── PAGE TEXT ──
We all know how this goes – boy meets girl then marries girl and the nuclear family dream persists. Familiar narrative, yet decorated with drama to suit the plot…all in the interests of viewing pleasure and rising ratings. Wedding season aside, major life cultural celebrations such as weddings – all fit the fabric of culture that cuts across race, age and sex.

This all-too familiar fairy-tale has wings that flutter into the tapestry of all our lives, especially for those of us who are TV drama, soapie and telenovela enthusiasts who somewhat live vicariously through the characters. These wings land at a point where we are ready to experience these major life events with the characters we perceive as real at some level. Be it a wedding, coming-of-age ritual or anything of the sort, we want to feel as though we are a part of it, even though we are temporarily separated by and inch wide glass, metal and plastic mechanic.
───
── RECORDS PROVIDED ──
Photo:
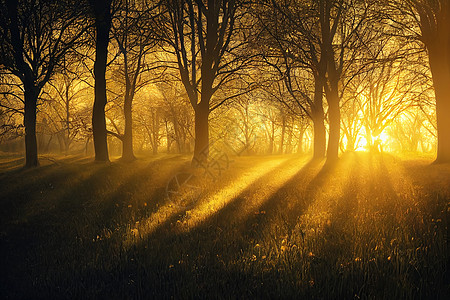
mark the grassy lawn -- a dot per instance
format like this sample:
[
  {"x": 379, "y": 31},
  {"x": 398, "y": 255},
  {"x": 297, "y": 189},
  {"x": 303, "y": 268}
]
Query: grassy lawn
───
### CHALLENGES
**a)** In the passage on TV drama and weddings, which kinds of enthusiasts are described as living vicariously through the characters?
**b)** Print the part of the passage on TV drama and weddings starting with "This all-too familiar" and going on through "and plastic mechanic.".

### SOLUTIONS IN ORDER
**a)** TV drama, soapie and telenovela enthusiasts.

**b)**
This all-too familiar fairy-tale has wings that flutter into the tapestry of all our lives, especially for those of us who are TV drama, soapie and telenovela enthusiasts who somewhat live vicariously through the characters. These wings land at a point where we are ready to experience these major life events with the characters we perceive as real at some level. Be it a wedding, coming-of-age ritual or anything of the sort, we want to feel as though we are a part of it, even though we are temporarily separated by and inch wide glass, metal and plastic mechanic.